**** MATERIAL FOR THIS TASK ****

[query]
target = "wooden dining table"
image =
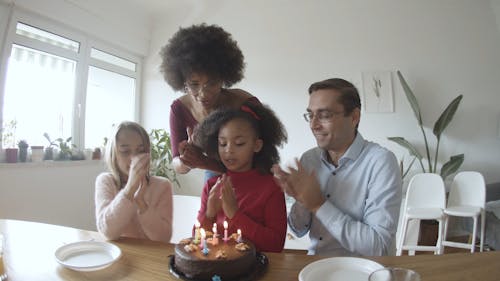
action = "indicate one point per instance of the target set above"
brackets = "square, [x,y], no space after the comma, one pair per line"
[29,255]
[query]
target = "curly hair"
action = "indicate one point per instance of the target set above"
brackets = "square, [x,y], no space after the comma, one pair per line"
[206,49]
[260,117]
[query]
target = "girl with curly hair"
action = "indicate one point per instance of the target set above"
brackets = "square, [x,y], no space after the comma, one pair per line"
[203,61]
[245,142]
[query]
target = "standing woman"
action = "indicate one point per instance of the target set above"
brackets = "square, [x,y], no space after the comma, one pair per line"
[203,61]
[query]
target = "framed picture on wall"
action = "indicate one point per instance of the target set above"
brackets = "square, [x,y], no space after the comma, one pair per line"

****

◆ AIM OF THE TASK ◆
Quote all of the data above word for word, but leave the picture out of your answer.

◆ REPLY TO THE TASK ◆
[query]
target = "wooden dining table"
image =
action = "indicate one point per instance of the target set above"
brackets = "square, [x,y], no space after the comma, one pair per line"
[29,255]
[query]
target = "curly hair"
action = "indicate one point per instance of the target set above"
brackets = "square, [x,y], no space after the comma, one pair per line"
[206,49]
[260,117]
[query]
target = "girl with curly hair"
action = "indicate one point per instance of the target set above"
brackets = "square, [x,y], no space after the comma, one pair per line"
[203,61]
[245,142]
[query]
target = "standing woman"
action = "indicate one point per instance of the target set above"
brackets = "square, [x,y], no space after the comma, one pair per line"
[203,61]
[query]
target = "framed picture on wall"
action = "indicate one point per instance of the target set above"
brackets = "square, [x,y], no space after the comma, one pair per line"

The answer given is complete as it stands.